Etablissement d'office des faits
Base légale
Nom du tribunal
Chambre d'appel en matière de baux et loyers de Genève
Date
18.02.2002
Résumé
S'il est vrai que l'évolution de l'indice suisse des prix à la consommation est un fait notoire, il n'en demeure pas moins que la partie qui entend se prévaloir de son évolution doit l'invoquer expressément. En effet, il n'appartient pas au juge, qui doit certes instruire la cause d'office, de retenir d'autres moyens que ceux allégués par les parties à l'appui des conclusions qu'elles ont prises.
Exposé des faits
Par acte déposé le 18 janvier 2001 au greffe de la Cour de justice, les
appelants interjettent recours contre le jugement rendu le 1er décembre
2000 par le Tribunal des baux et loyers, qui a fixé le loyer annuel
qu'ils doivent payer, pour les trois arcades et arrières de 85 m2 qu'ils
occupent au rez-de-chaussée à Fr. 39'852.-, charges non comprises, dès
le 1er juillet 2000.

DONNÉES DE L'EXERCICE:

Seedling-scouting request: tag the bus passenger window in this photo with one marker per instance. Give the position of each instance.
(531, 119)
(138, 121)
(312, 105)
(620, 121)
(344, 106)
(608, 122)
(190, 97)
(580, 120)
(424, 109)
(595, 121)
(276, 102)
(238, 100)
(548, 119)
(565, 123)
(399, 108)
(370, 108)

...

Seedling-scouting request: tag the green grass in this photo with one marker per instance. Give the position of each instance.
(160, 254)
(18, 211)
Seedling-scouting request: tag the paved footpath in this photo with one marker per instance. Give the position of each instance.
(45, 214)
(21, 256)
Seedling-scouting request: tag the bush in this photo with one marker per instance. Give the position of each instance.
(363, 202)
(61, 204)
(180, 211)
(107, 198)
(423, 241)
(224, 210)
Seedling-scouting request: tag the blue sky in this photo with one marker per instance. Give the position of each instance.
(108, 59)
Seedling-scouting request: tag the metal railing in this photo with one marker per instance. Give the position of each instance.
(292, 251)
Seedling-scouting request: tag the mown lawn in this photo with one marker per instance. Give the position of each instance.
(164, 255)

TÂCHES À RÉALISER:
- 1) Repérez dans les enregistrements chaque ligne où figure le mot "passenger", puis recopiez-la.
- 2) Rédigez la suite du texte sur le recours genevois concernant le loyer des arcades, à partir de sa dernière phrase.

RÉPONSES CI-DESSOUS:
- 1)
Seedling-scouting request: tag the bus passenger window in this photo with one marker per instance. Give the position of each instance.

- 2)
Les appelants reprochent aux premiers juges
d'avoir violé la loi en refusant de leur accorder une baisse de loyer en
fonction des loyers usuels du quartier, plus particulièrement en tenant
compte du prix au m2 applicable aux locaux commerciaux analogues et
voisins des leurs. Ils affirment également que les premiers juges ont
statué ultra petita en ne leur accordant pas la totalité de leurs
conclusions en baisse de loyer fondée sur la méthode relative, soit en
retenant un facteur compensatoire en faveur de l'intimé, que celui-ci
n'avait pas invoqué.
De son côté, l'intimé conclut à la confirmation
du jugement entrepris, en arguant que le locataire n'est pas autorisé à
solliciter une demande de baisse de loyer en s'appuyant sur un critère
absolu de fixation du loyer. Il prétend également que les premiers juges
ont correctement appliqué la méthode dite relative de détermination des
loyers pour calculer celui qui lui est dû par les appelants.
Considérations
5a) Les appelants ont reproché aux premiers juges d'avoir tenu compte de
l'évolution de l'indice suisse des prix à la consommation, en
compensation de la baisse de leur loyer intervenant en vertu de la
diminution du taux d'intérêt hypothécaire. M. et D. M. ont plus
précisément fait valoir que l'intimé n'avait pris aucune conclusion
visant à ce que ce critère compensatoire soit retenu par le Tribunal des
baux et loyers, de sorte que ce dernier aurait statué ultra petita.
En
l'occurrence, F. B. s'est opposé à la demande de baisse de loyer formée
par les appelants, mais effectivement sans faire valoir, à l'appui de
ses prétentions, l'augmentation de l'indice suisse des prix à la
consommation.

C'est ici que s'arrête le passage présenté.